_About this exercise_. Could you return, exactly as written, only the lines from the one holding "Target: pig's leg" through the final line of the records below?

Referring expression pointing data
== == ==

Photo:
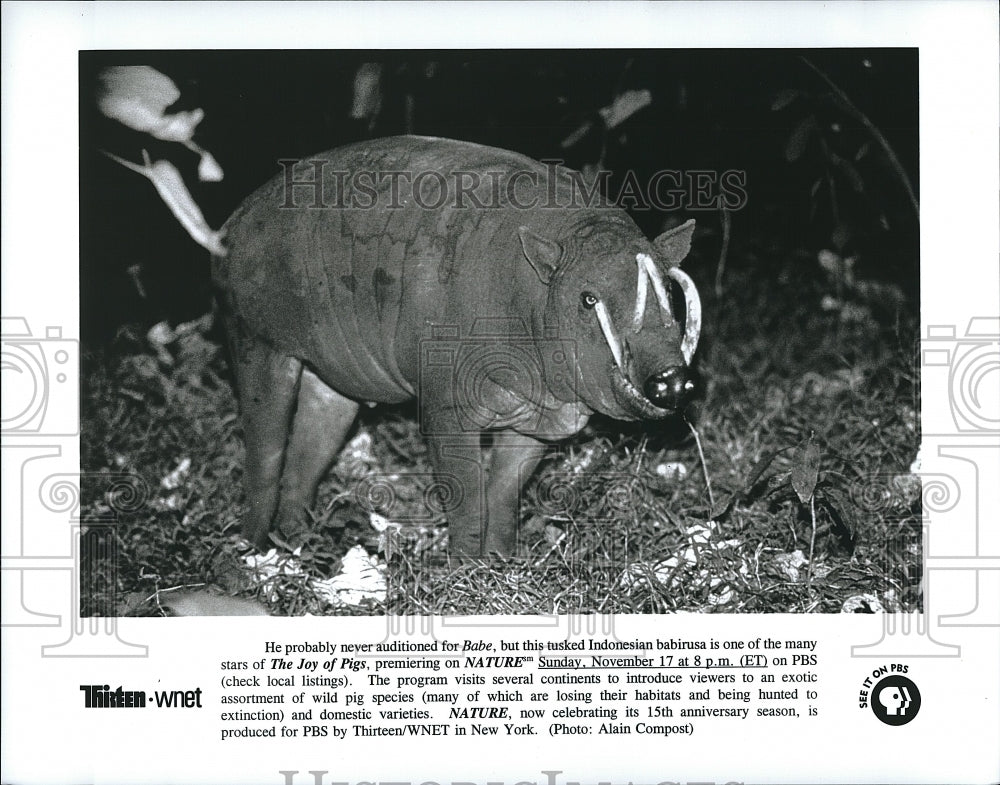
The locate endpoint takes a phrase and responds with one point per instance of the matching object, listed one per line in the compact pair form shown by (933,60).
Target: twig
(873,130)
(812,538)
(704,466)
(727,222)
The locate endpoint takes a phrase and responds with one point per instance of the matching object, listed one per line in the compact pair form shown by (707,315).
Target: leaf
(842,235)
(752,479)
(805,469)
(799,137)
(202,603)
(209,170)
(783,99)
(776,482)
(853,176)
(624,106)
(842,512)
(137,96)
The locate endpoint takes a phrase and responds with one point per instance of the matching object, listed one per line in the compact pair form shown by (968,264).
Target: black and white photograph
(477,393)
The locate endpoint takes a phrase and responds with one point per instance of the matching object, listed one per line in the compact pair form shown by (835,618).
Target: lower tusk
(609,334)
(692,325)
(640,297)
(661,291)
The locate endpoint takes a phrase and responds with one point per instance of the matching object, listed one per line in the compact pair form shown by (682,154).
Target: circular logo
(895,700)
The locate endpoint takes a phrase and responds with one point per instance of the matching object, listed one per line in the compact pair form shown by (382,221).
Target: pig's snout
(670,389)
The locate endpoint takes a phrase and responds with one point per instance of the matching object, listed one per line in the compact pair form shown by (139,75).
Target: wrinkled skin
(497,313)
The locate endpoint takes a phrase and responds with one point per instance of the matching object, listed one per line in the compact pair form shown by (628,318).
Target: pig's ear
(543,254)
(675,243)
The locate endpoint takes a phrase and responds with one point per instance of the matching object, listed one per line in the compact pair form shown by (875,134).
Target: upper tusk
(692,325)
(609,334)
(640,297)
(661,291)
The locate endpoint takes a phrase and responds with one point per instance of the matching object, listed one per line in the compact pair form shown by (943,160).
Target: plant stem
(873,130)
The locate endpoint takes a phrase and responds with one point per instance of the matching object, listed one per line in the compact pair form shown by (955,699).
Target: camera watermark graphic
(959,545)
(498,375)
(40,376)
(967,365)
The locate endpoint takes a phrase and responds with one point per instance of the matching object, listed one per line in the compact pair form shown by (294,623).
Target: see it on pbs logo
(40,377)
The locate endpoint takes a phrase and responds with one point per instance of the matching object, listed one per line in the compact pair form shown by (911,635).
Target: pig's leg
(515,458)
(322,419)
(457,462)
(268,383)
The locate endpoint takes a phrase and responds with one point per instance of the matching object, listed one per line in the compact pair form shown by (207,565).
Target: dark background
(714,110)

== == ==

_Response area_.
Target: pig's leg
(515,458)
(322,419)
(457,462)
(268,383)
The locate endpoint takes a phrase and responds with one point per instance of the matching object, listed one per line in the compact pair form shown by (207,565).
Target: dark background
(714,110)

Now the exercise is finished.